Trecho do texto:
+---+
As histórias contadas giram em torno de temas comuns ao cinema de Coutinho: separações, perdas, depressão, gestação, relações familiares, sonhos, projetos de vida, morte. A palavra mais uma vez é um elemento cinematográfico fundamental, tem um valor de criação dentro da estrutura narrativa. Estas mulheres que se colocam disponíveis para uma experiência dessa natureza – querer-se filmada, saber-se filmada, atuar diante da câmera, liberar a memória e a imaginação diante da câmera – cada uma delas embarca nesse jogo, em que as imagens se desmembram em possibilidades do afeto como imersão no mundo. Difícil encontrar cineasta mais generoso do que o Coutinho.
Mas ao alternar, e às vezes embaralhar, depoimentos reais com reencenações, o diretor joga o espectador num exercício de dúvida quase permanente, e explicita ainda mais as regras do documentário coutiniano. Atrizes e personagens reais se confundem em vários níveis, jogando com o que sabemos, ignoramos ou apenas esperamos de cada uma. Coutinho explora a interpenetração entre os papéis que os atores representam, os papéis que acreditavam representar e os papéis que nós os vimos representando. No fim das contas: ninguém detém a autoria de suas vidas quando narradas. O que importa é o registro da “palavra em ato”. A força ou a veracidade do que essas mulheres dizem não se encontra necessariamente no que está sendo contado, mas no próprio ato de contar, na forma como elas se expressam, no olhar, nos silêncios, na construção das frases.
+---+
Tarefas solicitadas:
**A.** No trecho sobre o cinema de Coutinho, o que o diretor alterna e, às vezes, embaralha?
**B.** Dê prosseguimento ao trecho sobre o cinema de Coutinho, começando após a última frase apresentada.

Dados registrados:
+---+
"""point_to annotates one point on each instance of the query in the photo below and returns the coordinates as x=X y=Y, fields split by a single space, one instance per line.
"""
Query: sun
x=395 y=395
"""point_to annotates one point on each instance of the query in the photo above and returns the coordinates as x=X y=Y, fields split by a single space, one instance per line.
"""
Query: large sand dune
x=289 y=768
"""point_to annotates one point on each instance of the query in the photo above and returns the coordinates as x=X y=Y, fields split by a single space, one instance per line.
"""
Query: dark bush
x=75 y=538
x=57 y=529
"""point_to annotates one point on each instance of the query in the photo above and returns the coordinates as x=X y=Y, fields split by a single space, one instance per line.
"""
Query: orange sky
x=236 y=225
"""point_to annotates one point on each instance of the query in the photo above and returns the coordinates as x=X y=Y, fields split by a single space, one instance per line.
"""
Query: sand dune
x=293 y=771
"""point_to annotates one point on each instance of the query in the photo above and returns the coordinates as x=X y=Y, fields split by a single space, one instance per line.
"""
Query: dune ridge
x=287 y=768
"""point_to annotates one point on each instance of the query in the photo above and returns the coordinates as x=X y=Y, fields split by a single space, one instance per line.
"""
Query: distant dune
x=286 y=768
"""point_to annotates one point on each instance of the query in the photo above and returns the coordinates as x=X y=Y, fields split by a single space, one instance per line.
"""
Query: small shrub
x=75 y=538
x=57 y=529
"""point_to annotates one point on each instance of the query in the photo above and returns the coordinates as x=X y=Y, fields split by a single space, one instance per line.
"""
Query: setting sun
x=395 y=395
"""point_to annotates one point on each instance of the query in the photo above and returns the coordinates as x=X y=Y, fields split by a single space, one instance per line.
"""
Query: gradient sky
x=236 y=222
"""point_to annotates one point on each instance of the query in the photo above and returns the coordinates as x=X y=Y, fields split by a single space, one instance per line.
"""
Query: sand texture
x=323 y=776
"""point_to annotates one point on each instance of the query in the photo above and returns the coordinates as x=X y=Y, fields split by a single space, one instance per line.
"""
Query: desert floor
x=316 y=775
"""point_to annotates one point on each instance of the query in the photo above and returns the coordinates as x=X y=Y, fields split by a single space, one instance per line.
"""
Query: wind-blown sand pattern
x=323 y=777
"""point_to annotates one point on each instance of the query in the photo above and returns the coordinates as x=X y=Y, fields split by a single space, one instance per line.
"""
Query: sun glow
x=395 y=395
+---+
Lista de respostas:
**A.** Depoimentos reais com reencenações.

**B.**
Além disso, é impressionante como cada mulher (seja ela atriz ou não) traz consigo todo um universo. E o filme me parece uma homenagem à fascinante profissão das atrizes, fazendo dois universos completamente distintos conviverem. Enquanto via “Jogo de cena” também lembrei de Kieslowski que dizia que a câmera documentária não tinha o direito de entrar no que lhe mais interessava: a vida íntima, privada, dos indivíduos. Ele dizia preferir comprar glicerina (haverá aqui alguma relação com o filme Coutinho?) na farmácia e os atores simularem choro do que filmar pessoas chorando, ou fazendo amor, ou morrendo.